» Work request
Below are the records; give the number of their lines that contain the word "wooded" and nothing more.

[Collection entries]
********************

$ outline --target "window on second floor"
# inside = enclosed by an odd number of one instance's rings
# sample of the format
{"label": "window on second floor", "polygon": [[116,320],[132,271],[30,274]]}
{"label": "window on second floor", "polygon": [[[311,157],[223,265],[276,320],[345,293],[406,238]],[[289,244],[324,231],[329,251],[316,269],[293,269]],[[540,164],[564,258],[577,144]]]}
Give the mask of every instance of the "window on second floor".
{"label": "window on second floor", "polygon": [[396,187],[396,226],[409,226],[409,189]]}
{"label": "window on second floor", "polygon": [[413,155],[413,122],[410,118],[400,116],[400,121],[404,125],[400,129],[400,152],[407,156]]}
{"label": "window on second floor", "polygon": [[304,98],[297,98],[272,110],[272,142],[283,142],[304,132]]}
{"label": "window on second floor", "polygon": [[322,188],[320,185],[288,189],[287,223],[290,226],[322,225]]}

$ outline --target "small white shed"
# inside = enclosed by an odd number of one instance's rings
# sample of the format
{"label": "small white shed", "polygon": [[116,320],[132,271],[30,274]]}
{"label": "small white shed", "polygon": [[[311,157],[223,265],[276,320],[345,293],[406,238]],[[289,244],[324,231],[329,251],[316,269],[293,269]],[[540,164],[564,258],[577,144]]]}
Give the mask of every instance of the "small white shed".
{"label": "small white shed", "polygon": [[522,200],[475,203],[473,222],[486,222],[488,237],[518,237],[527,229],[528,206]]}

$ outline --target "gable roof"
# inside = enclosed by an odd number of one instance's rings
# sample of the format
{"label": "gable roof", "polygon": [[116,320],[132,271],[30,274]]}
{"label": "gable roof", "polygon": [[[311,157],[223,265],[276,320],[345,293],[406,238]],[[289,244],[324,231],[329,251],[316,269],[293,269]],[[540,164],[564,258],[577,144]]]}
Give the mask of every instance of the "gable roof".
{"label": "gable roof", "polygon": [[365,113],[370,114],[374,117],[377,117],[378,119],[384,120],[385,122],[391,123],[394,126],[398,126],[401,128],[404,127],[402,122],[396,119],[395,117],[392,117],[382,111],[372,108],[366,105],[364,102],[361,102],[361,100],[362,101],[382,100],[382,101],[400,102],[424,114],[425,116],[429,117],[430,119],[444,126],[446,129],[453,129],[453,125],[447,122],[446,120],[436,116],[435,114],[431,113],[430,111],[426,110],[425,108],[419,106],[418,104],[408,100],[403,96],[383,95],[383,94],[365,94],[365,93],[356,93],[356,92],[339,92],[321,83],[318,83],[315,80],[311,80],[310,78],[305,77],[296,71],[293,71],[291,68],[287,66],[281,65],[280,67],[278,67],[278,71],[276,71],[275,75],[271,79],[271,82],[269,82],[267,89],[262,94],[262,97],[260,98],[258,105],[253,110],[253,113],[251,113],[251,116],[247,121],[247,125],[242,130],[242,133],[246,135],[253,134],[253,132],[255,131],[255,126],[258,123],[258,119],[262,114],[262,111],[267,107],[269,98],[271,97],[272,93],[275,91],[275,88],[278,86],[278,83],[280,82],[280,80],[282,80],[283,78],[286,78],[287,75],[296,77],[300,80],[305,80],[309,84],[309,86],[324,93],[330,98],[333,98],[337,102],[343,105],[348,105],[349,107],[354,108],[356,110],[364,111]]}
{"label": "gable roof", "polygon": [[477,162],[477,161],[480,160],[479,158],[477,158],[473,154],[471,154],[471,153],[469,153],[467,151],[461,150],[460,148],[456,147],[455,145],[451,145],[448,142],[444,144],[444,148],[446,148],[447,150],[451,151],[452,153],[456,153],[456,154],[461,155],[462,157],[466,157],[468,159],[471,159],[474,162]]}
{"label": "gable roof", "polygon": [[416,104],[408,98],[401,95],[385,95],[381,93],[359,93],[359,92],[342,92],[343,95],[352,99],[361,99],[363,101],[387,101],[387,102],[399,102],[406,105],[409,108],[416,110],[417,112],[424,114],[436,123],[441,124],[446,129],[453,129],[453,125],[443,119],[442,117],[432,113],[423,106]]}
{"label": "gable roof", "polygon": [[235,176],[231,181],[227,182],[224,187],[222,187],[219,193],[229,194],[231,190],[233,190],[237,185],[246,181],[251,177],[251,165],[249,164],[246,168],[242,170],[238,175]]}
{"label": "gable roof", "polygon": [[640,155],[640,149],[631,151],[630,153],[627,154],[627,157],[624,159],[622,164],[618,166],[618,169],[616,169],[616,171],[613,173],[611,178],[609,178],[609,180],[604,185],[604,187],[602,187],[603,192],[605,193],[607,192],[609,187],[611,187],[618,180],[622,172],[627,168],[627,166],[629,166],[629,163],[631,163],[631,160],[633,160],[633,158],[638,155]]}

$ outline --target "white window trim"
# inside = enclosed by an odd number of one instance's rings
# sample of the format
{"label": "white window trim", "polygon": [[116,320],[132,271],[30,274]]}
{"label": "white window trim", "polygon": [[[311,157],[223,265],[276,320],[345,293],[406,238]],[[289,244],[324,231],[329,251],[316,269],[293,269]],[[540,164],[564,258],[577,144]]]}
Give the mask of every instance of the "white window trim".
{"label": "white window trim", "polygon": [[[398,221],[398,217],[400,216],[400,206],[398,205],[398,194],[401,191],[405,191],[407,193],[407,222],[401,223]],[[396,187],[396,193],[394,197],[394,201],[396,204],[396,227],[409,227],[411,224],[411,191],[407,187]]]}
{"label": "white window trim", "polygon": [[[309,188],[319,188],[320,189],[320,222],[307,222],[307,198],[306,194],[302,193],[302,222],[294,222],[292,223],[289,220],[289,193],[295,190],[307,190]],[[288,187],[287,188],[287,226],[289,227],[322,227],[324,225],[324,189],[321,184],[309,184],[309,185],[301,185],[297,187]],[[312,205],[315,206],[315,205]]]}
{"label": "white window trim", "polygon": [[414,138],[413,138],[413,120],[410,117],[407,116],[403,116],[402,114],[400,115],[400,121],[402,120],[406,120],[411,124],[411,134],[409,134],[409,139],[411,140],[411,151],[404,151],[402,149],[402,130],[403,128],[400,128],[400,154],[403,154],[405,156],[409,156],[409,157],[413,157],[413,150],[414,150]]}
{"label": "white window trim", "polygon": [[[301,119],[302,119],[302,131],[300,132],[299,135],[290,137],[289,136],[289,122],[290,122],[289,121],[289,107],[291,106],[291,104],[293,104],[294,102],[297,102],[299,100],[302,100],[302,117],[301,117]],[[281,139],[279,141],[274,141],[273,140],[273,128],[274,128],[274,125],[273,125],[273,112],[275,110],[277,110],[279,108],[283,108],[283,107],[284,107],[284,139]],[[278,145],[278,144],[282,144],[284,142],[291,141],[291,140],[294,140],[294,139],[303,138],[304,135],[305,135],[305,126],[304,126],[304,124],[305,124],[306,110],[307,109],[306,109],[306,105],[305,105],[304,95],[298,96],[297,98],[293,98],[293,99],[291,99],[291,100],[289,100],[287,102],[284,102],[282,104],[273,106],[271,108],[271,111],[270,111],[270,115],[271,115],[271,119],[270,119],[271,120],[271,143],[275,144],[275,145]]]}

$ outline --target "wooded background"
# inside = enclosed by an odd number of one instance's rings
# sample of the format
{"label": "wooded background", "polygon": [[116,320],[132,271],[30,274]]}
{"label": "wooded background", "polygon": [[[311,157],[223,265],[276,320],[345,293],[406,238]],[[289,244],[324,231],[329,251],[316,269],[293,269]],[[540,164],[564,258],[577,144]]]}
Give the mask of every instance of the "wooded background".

********************

» Exercise response
4